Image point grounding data
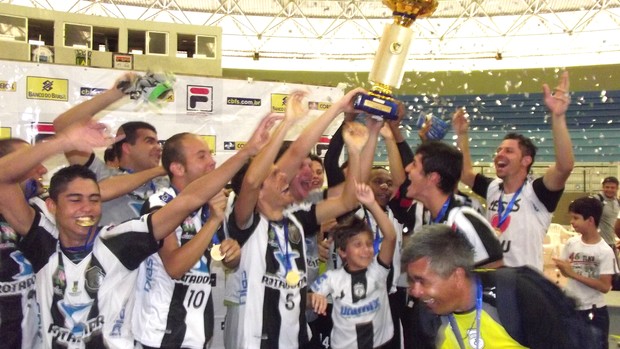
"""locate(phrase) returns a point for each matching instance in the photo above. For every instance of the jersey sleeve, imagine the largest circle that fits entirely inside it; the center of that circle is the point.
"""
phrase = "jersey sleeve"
(322, 285)
(131, 241)
(39, 244)
(548, 198)
(307, 217)
(241, 235)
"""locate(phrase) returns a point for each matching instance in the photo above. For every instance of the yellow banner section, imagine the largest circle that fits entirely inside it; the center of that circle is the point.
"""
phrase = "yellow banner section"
(5, 132)
(49, 89)
(8, 86)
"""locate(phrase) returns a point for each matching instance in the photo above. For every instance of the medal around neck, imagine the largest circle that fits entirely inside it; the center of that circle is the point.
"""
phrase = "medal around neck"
(292, 277)
(216, 254)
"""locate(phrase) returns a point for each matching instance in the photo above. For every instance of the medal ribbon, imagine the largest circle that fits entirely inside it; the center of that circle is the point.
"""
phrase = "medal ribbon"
(503, 215)
(287, 261)
(377, 241)
(455, 327)
(443, 211)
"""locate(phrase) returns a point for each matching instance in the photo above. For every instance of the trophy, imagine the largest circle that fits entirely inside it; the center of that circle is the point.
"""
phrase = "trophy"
(387, 70)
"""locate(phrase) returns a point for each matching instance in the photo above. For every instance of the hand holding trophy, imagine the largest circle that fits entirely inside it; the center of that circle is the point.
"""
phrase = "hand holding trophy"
(387, 70)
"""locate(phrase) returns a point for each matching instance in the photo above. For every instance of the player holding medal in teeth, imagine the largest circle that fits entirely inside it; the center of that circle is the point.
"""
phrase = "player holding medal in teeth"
(272, 315)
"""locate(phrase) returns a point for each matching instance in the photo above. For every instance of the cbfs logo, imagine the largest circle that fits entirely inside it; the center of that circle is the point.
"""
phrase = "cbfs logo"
(199, 98)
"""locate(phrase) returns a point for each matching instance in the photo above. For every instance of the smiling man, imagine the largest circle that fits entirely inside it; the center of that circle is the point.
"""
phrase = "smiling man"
(490, 308)
(518, 207)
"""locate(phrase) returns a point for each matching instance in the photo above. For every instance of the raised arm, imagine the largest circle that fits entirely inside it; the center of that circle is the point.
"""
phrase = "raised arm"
(291, 160)
(557, 102)
(115, 186)
(177, 258)
(367, 156)
(260, 167)
(197, 193)
(355, 136)
(460, 124)
(367, 198)
(85, 111)
(397, 170)
(15, 166)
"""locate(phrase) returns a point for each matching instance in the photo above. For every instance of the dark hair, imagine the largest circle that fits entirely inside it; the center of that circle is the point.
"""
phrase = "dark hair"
(314, 157)
(61, 179)
(173, 151)
(237, 180)
(587, 207)
(109, 155)
(347, 229)
(7, 146)
(130, 130)
(444, 159)
(610, 179)
(525, 144)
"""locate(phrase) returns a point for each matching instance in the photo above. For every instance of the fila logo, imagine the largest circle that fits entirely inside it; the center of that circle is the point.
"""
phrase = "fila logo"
(199, 98)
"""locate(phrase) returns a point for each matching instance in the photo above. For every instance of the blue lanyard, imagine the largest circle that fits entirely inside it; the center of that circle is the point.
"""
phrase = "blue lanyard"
(443, 211)
(287, 261)
(503, 215)
(455, 327)
(376, 244)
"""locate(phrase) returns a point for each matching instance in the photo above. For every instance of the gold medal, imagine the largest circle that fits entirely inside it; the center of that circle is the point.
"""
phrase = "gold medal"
(292, 278)
(216, 254)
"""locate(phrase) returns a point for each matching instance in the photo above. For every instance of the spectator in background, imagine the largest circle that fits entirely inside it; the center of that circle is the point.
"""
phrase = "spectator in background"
(611, 208)
(589, 264)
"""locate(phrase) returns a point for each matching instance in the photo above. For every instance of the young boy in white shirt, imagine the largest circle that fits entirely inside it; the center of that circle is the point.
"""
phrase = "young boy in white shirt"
(588, 263)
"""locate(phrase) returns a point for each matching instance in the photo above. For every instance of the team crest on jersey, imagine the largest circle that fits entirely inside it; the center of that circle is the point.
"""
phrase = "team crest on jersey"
(293, 233)
(25, 268)
(94, 276)
(359, 291)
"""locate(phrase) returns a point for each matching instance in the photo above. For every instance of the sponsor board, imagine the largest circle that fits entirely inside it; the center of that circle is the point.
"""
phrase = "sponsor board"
(8, 86)
(248, 102)
(49, 89)
(41, 131)
(315, 105)
(91, 91)
(199, 98)
(233, 145)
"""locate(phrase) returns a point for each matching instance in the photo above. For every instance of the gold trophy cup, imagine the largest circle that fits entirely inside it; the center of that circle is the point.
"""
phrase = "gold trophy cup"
(387, 69)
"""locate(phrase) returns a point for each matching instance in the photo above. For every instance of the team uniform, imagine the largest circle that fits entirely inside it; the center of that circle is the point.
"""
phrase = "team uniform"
(86, 297)
(592, 261)
(172, 313)
(523, 231)
(518, 311)
(272, 315)
(127, 206)
(361, 312)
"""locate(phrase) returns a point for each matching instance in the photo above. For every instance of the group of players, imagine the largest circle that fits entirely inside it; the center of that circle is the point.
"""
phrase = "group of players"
(118, 257)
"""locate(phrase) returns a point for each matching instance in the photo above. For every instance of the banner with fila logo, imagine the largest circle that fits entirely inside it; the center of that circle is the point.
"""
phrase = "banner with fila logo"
(224, 111)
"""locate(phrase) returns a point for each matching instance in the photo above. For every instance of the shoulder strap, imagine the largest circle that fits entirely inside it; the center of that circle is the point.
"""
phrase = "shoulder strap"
(506, 281)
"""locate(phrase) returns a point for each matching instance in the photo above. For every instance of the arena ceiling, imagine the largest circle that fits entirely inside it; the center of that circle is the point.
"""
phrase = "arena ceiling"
(344, 35)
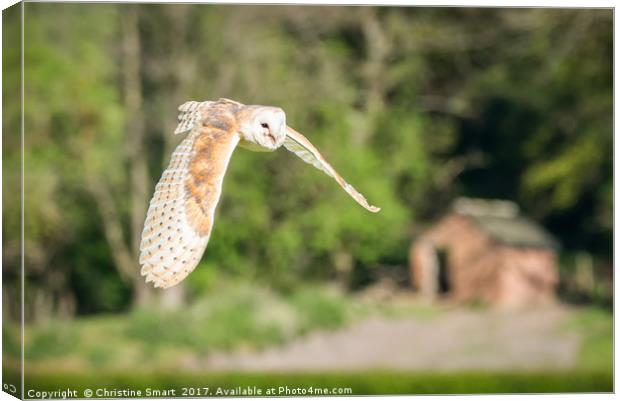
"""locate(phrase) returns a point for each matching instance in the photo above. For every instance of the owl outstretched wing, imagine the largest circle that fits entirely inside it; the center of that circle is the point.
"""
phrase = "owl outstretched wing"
(180, 216)
(301, 146)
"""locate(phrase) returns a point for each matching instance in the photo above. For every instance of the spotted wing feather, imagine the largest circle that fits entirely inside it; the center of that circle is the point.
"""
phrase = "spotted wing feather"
(180, 216)
(191, 114)
(301, 146)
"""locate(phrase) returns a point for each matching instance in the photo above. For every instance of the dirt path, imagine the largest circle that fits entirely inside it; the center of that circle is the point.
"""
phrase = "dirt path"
(458, 339)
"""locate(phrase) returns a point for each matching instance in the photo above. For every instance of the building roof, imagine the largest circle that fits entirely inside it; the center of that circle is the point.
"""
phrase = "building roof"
(503, 221)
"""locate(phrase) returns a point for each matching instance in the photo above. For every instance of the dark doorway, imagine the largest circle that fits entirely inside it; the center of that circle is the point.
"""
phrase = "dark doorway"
(443, 273)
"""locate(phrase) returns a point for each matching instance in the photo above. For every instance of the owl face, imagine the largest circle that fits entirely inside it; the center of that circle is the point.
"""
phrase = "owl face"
(263, 128)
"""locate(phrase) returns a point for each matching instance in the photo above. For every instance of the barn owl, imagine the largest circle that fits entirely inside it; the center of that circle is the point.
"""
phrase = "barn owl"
(180, 216)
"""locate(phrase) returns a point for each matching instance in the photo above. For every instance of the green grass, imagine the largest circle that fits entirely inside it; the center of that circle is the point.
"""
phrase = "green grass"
(363, 383)
(236, 316)
(595, 326)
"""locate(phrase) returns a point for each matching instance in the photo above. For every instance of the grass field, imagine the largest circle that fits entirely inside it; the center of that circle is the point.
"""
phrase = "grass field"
(364, 383)
(148, 349)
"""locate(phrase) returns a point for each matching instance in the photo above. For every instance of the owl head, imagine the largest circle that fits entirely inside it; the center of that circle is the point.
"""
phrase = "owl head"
(262, 128)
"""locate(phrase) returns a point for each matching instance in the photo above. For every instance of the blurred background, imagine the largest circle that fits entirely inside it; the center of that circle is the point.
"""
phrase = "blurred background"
(459, 123)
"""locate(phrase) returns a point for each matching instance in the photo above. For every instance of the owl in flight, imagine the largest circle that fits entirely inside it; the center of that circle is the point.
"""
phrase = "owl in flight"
(180, 216)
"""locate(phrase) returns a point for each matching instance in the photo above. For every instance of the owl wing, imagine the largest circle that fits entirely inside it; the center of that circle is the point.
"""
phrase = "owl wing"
(180, 216)
(301, 146)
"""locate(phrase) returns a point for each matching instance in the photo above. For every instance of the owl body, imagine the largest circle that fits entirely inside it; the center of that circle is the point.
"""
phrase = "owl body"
(180, 217)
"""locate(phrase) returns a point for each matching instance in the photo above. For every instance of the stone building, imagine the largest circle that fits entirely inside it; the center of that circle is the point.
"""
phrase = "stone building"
(485, 250)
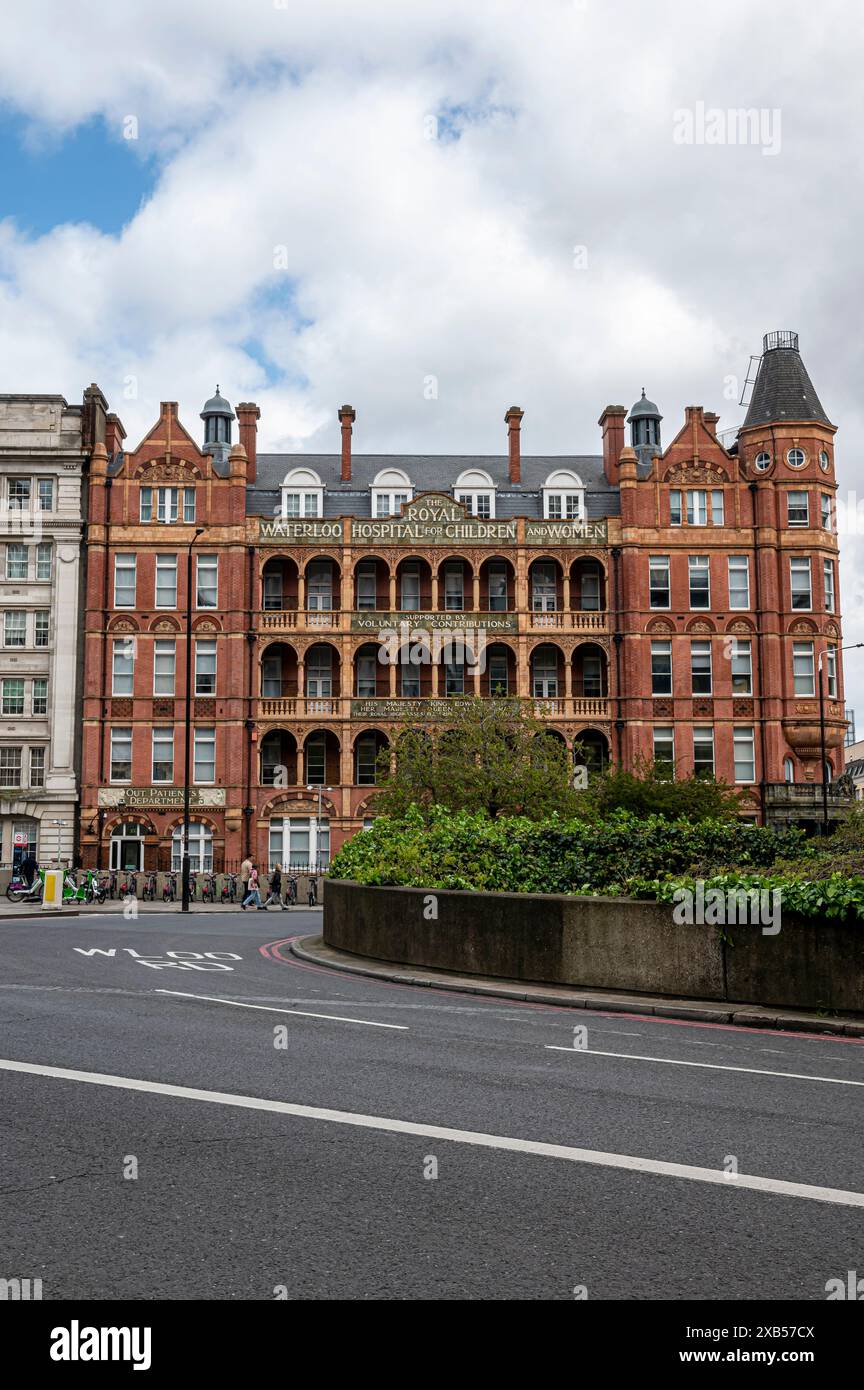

> _WORK TO BE COMPLETED_: Once the pictures are set aside, what is needed is the lines from the line with "in flight, imagine" through the end of the data, written out exactly and alone.

> _RESPONSE_:
"""locate(phrase) returns a point for each matching instance in the photo above. For every instance of the owl in flight, imagine the largest circle that fits entirely inside it; the center of that circle is the point.
"""
phrase = "owl in flight"
(180, 216)
"""locate(phrase) returns a point for each matching instance in the photo above. For every instance of the owl wing, imagine the largest circle that fits entirely inside it; the center of that circle is the point.
"""
phrase = "owl wing"
(180, 216)
(301, 146)
"""locate(phrase) returns a point for each matching instance in the photo above. For every instance of the owl body, imagine the largest circle that fits entirely inside it; the center of that circle is the point.
"""
phrase = "owl body"
(180, 217)
"""locate(phrase) returns a point for each matching instance in the photo above. For every instance of the stone building, imagine the largest circle that fits entirely inside it; the center of that circle is the point.
"""
phrase = "stone building"
(485, 250)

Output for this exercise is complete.